Stored dataset items:
=======

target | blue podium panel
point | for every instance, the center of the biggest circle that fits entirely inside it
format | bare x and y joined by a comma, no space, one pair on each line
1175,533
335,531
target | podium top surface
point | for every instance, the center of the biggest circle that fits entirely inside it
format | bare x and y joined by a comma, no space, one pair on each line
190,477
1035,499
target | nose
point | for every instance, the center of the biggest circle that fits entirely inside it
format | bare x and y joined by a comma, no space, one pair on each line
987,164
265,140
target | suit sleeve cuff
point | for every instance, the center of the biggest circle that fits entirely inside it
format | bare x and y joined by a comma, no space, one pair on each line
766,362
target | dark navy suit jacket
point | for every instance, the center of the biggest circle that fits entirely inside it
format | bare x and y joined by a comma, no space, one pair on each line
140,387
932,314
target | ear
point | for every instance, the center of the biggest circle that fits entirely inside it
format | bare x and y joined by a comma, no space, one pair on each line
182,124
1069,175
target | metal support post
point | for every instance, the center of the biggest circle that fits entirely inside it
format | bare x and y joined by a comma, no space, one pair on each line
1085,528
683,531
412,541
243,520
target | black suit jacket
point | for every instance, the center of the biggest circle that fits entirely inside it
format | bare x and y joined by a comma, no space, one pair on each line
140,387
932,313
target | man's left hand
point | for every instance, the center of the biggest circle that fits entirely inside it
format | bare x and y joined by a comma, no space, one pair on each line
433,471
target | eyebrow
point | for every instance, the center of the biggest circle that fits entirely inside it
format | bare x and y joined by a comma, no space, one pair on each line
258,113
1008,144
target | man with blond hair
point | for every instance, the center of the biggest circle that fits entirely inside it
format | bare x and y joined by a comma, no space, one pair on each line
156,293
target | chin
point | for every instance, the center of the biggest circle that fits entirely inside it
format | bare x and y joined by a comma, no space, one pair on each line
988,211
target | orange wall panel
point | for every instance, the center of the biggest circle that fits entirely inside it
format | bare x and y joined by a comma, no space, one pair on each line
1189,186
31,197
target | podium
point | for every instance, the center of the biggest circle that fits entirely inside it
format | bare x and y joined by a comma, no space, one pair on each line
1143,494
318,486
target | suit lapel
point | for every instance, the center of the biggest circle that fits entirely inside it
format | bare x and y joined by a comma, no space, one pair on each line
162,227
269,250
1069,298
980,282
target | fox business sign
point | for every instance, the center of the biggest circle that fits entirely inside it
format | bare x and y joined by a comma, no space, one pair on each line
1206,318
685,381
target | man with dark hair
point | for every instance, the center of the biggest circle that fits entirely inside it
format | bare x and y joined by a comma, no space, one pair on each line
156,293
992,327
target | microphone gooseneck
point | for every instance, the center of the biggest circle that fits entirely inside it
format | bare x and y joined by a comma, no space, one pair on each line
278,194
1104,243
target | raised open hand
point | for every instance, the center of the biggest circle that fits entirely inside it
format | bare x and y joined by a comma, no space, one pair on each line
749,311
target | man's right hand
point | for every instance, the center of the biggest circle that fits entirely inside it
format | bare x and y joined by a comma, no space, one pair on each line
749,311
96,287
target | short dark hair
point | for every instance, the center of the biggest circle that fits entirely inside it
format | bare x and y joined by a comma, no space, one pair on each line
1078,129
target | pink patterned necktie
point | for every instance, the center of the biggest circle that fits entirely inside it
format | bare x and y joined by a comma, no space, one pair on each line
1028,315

=======

◆ Given problem
Change "biggest circle" to "largest circle" everywhere in the records above and reproduce them with no other alterations.

◆ Exercise solution
target | blue podium panel
point | for every instance, the center of the largest circle that fits entirely inside it
format | bare x and y joined by a comma, no space, one pair on each line
1175,533
335,531
target | podium top surface
point | for every instance, the center of the largest circle that fits entirely inside it
format | bare x and y joined by a comma, no space, one pair on each line
190,477
1035,499
target | nose
point | for every instance, the center of the largest circle that fits entirely inside it
format | bare x and y joined by a comma, no space, one pair on each line
987,164
265,140
target | suit sleeve cuff
point | for every instance, the center of the largest circle that fits entirely inside it
format | bare x and y joined by a comma, no space, one pair on each line
766,362
target | dark navy suit jacket
point | for every instance, the center of the largest circle that fits entirely inside it
format | bare x and y joined by a comma, no space, one pair on each line
140,387
932,314
target | ear
point | for every instance, the center of the largest circle that fits entirely inside it
format | bare x and y joined by a comma, no space, one pair on each line
182,124
1069,175
target | metal support post
point | for every instance, the center of the largest circle that fits entirely inside it
format | bare x and y joined by a comma, no space, one pair on each line
1085,528
683,531
412,541
243,520
target | black suit jacket
point | for every instance, the center of the largest circle that fits entirely inside it
format | bare x and y joined by a comma, no space, one pair on each line
140,387
932,313
target | man's left hand
point | for every instance, the center of the largest circle that fits entirely inside it
format | bare x and y joined by a comma, no space, one pair on each line
433,471
target | eyebrow
point | for every instance, the center of the largest circle that fits entirely inside it
format | bare x and y joined by a comma, no space, one pair on each line
258,113
1008,144
target | man with blond hair
point | for every instance, the center of the largest circle that fits entirely inside it
format | bare x and y joined by a comma, no space, one pair on each line
156,293
target | chin
point | for every instance, the center of the largest circle that fits entirely inside it
format | bare x and y joined by a comma, no space, one pair on each line
988,211
target | orange wall panel
point | for every instance, the center of the largest circle that fits entirely inside it
format | bare x and y joined by a comma, no space, one pair on each line
1189,186
31,197
target | podium
point | for every instance, the center of the largest circle that fits entirely inside it
format | bare x and y joined by a comma, no space, one pair on each line
1143,494
318,486
target | suit lapel
point | for every instance, the center of the largest circle that fits entirely inside it
format | bare x and y joined by a comma, no space, one pair on each line
162,227
269,250
1069,298
980,282
target | fox business sign
point | for every instance, the center of the largest circle that fits entirely inside it
format | bare x and y joined by a comma, no space, one pair on each line
1206,318
685,381
target | man with dark hair
point | for every instance, the center of the largest circle that fits entirely inside it
format | bare x and y joined by a comma, no space, one pair on each line
156,293
992,327
target | microphone gooseneck
point | for every instance, the center of the largest circle that fits entirely inside it
format | bare x and y joined by a comma, no space, one pair on each line
278,194
1104,243
target | raised open hand
point | for every instance, the center of the largest circle that fits entirely inside it
format | bare x and y joined by a comma, no space, one pair on each line
749,311
target | man's right hand
point | for every instance, the center of the largest circle that fits entirely inside it
format | bare x and y joined by a comma, no space, one pair on each line
749,311
96,287
target | short dark hair
point | for every instance, the center of the largest circle that fits entirely inside it
format | bare x and y joined by a comma, no space, one pair on each line
1078,129
target | pink patterned necktie
point | for every instance, the center of the largest circle that fits entirely inside it
format | bare x and y joined by a comma, no space, one pair on each line
1028,315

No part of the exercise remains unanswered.